## MATERIAL SHOWN
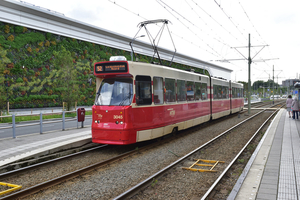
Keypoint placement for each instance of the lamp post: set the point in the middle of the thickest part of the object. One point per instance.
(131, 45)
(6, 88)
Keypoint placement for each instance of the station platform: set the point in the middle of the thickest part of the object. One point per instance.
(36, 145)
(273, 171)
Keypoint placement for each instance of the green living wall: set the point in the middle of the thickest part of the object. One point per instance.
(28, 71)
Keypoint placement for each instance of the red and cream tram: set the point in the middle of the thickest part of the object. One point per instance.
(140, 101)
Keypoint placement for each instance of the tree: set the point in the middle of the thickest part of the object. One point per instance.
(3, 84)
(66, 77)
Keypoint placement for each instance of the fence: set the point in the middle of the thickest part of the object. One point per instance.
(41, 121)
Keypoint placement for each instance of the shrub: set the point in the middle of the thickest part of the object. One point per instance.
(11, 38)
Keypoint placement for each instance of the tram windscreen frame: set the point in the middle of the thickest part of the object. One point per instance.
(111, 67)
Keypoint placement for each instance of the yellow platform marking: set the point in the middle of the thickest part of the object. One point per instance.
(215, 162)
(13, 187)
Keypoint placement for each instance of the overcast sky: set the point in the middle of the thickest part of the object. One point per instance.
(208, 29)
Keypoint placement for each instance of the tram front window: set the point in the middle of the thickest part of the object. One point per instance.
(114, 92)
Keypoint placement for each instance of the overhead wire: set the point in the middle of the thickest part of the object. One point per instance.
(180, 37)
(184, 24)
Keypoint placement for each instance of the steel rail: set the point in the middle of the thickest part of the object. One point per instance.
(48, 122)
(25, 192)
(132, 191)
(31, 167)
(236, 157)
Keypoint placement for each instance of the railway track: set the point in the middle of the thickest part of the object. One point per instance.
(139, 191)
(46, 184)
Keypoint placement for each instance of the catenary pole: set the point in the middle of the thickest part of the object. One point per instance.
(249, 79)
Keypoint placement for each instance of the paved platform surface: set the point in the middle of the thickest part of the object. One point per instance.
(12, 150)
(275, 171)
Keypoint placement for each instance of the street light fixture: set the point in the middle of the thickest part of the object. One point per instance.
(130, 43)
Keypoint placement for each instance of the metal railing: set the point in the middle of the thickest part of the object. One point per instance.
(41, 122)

==

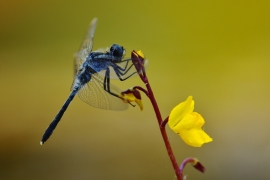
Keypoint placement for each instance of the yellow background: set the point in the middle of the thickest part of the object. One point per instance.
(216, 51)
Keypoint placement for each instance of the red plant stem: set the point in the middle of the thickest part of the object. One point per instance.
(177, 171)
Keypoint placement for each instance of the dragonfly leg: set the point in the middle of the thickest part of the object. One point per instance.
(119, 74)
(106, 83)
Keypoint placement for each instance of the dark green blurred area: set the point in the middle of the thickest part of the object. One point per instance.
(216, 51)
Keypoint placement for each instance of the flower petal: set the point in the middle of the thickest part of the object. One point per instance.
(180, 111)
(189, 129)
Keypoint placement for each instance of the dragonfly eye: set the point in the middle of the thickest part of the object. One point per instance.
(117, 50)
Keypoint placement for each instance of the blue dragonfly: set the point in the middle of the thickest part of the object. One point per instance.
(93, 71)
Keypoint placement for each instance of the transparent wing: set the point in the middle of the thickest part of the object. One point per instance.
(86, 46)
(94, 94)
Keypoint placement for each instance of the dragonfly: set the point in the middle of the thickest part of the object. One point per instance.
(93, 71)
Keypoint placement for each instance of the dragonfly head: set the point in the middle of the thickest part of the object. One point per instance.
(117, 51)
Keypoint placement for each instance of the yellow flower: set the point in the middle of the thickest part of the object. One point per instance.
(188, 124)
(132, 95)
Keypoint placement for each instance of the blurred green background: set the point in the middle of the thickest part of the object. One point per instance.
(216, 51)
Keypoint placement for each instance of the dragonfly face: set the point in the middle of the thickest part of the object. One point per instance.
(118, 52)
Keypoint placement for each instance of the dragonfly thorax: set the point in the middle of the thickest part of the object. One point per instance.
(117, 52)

* * *

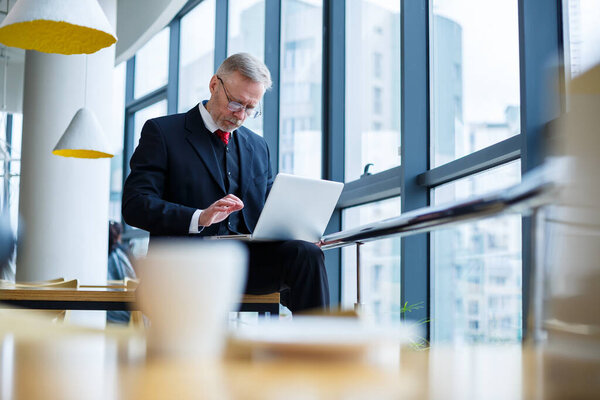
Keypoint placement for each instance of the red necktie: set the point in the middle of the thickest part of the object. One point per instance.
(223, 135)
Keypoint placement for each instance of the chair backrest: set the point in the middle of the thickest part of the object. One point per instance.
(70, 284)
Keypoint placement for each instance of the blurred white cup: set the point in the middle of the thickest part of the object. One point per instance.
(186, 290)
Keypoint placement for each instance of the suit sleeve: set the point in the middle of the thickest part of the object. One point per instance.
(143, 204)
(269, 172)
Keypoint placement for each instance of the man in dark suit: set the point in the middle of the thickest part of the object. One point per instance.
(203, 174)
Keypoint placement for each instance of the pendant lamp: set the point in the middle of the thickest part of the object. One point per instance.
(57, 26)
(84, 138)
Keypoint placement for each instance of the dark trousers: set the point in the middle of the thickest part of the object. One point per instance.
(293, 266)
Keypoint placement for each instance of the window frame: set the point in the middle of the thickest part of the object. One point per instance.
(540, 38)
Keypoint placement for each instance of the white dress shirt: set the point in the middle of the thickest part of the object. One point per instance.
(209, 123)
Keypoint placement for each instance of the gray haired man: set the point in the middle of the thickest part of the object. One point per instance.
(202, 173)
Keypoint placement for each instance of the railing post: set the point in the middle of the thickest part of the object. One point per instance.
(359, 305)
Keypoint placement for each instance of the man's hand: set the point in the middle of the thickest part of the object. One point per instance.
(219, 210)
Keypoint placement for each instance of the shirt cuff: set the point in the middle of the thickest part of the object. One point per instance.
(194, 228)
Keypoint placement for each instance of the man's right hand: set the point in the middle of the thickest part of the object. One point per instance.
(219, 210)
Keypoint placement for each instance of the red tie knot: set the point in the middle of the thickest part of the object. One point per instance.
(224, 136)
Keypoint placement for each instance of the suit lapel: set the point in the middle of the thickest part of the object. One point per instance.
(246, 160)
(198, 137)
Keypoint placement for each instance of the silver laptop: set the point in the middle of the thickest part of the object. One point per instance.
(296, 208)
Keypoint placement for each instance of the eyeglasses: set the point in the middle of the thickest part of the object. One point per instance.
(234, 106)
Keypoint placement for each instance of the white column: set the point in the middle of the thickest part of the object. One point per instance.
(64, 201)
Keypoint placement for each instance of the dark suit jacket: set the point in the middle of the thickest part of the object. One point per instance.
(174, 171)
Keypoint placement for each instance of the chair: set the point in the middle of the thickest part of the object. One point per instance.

## EXERCISE DETAILS
Rewrite the lines from the line with "Keypoint placement for each instance of the red tie" to the line with "Keypoint placement for each instance of the chair: set", swapping "thickest part" for "widest part" wherever it occurs and leaving the rest untouched.

## COMPLETE ANSWER
Keypoint placement for each instance of the red tie knot: set the point in the middle of the widest part of the object. One point per instance.
(224, 136)
Keypoint placement for each instance of the suit lapel: set the point in the middle of the widest part of the object. One point per instance.
(246, 160)
(198, 137)
Keypoint placement for each instance of the silver laptop: set the point in the middle of the widest part of the object. One point per instance.
(296, 208)
Keypoint placement for each instance of the eyeglasses: set the point in the middle of the widest part of the object. One point per instance.
(234, 106)
Keypoint placement for each instance of the white column: set the point in the middle of the widest part of the object. One point per instance.
(64, 201)
Keypoint placement for each instance of the dark suit jacket: set the point in the middle of the widest part of the object. One point per instance.
(174, 171)
Keypoint placement for each instance of the chair: set the point in the middle of the widest part of the object. One point per instance.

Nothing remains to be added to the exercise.